Nein und nochmals nein! Durch uns, durch dich und mich soll es geschehen: Der Gott der Bibel ruft uns zu, uns Ihm zur Verfügung zu stellen. Mit Seinen Augen sollen wir sehen, mit Seinem Herzen fühlen, unsere Hände Ihn sichtbar machen, unsere Füße Seine Wege. Gott geht nicht über uns hinweg, sondern durch uns in diese Welt!
Ja, wir sind global vernetzt in dieser Welt – aber das waren wir schon immer – auch wenn die Sensibilität dafür oft fehlte. Wir haben oft gedacht und so gelebt: Ich! Und neben mir andere „Ichs“, jeder auf der Suche – oder im Kampf – um den besten Platz an der Sonne. Jetzt, globalisiert, merken es alle: ein solches Denken ist nicht nur egoistisch, es ist tödlich! Es fördert nicht das Leben.
Ja, wir sind globalisiert, vernetzt – aber eben nicht nur horizontal, sondern genauso vertikal: die Menschen, die vor uns lebten, sind doch nicht weg! Sie sind angekommen! Wo? Bei Ihm. In der Apostelgeschichte heißt es: „In ihm leben und weben und sind wir“ (17,28). Ja, wir sind alle verwoben miteinander, ein wunderbares Gewebe des Lebens. Ich ziehe an einem Faden – und an einer anderen Stelle bewegt sich etwas.

#### Arbeitsauftrag 1:
Wo sind laut dem Seitenauszug die Menschen angekommen, die vor uns lebten?
#### Arbeitsauftrag 2:
Welche Körperteile werden im ersten Absatz des Seitenauszugs genannt? Zähle alle auf.
#### Arbeitsauftrag 3:
Stimmen die folgenden Aussagen mit dem Seitenauszug überein? Antworte jeweils mit Ja oder Nein und zitiere die entscheidenden Worte.
(a) Das Denken, bei dem jeder um den besten Platz an der Sonne kämpft, wird als tödlich bezeichnet.
(b) Die Vernetzung der Menschen ist nur horizontal.
(c) Global vernetzt sind wir erst seit Kurzem.

#### Ausgelesene Einträge:

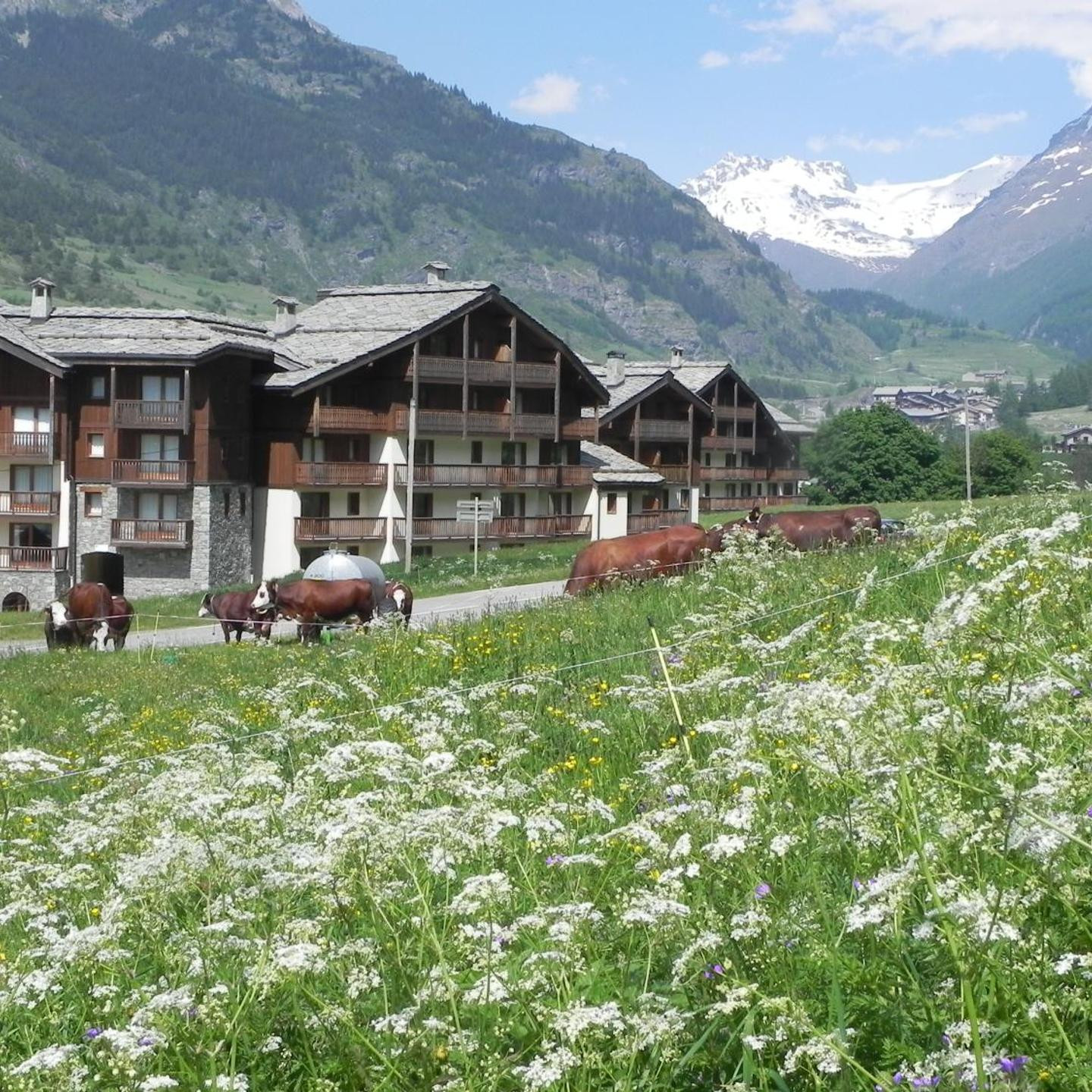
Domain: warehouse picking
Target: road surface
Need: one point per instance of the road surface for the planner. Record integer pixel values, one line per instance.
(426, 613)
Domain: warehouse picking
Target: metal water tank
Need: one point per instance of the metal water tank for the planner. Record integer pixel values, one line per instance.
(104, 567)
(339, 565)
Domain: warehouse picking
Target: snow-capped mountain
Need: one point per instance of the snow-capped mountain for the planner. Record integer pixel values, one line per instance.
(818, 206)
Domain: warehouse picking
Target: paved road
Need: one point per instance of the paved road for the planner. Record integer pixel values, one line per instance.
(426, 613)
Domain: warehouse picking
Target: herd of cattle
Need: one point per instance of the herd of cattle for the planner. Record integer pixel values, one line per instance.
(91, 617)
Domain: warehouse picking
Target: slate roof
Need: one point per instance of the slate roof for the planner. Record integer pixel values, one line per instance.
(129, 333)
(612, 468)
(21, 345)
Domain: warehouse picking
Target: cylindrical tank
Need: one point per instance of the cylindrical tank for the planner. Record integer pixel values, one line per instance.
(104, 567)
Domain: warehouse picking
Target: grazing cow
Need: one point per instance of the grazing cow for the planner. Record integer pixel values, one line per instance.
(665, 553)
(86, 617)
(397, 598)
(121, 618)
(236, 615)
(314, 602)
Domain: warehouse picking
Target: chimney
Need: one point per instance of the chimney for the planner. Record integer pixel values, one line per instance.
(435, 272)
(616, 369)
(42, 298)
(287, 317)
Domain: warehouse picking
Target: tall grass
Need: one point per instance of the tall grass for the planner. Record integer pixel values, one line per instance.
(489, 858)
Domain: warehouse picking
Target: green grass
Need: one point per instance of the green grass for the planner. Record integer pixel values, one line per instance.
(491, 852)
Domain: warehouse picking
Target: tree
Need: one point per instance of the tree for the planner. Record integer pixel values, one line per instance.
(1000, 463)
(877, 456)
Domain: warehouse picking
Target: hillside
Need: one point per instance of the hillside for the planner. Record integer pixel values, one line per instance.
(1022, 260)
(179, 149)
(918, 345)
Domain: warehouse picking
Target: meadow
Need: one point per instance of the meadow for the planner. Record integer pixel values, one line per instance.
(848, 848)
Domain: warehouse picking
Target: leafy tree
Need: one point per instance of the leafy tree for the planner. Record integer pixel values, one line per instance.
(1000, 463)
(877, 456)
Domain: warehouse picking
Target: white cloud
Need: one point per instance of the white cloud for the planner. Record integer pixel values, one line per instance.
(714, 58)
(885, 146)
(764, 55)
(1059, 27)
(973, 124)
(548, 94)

==

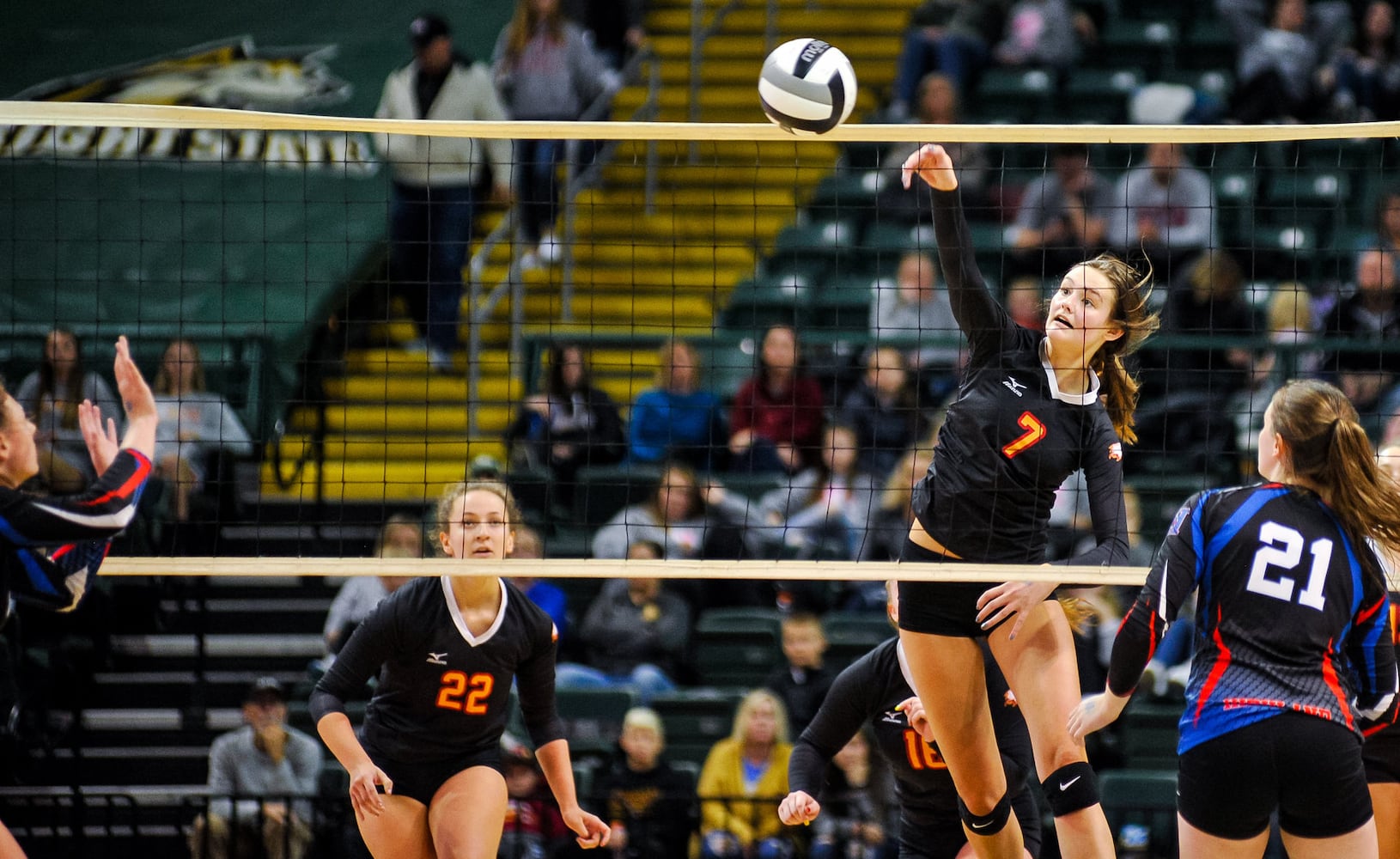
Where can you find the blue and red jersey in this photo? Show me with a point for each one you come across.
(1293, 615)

#### Deine Lösung 1:
Bei Ihm, also bei Gott.

#### Deine Lösung 2:
Augen, Herzen, Hände, Füße

#### Deine Lösung 3:
(a) Ja: „ein solches Denken ist nicht nur egoistisch, es ist tödlich!“
(b) Nein: „aber eben nicht nur horizontal, sondern genauso vertikal“
(c) Nein: „aber das waren wir schon immer“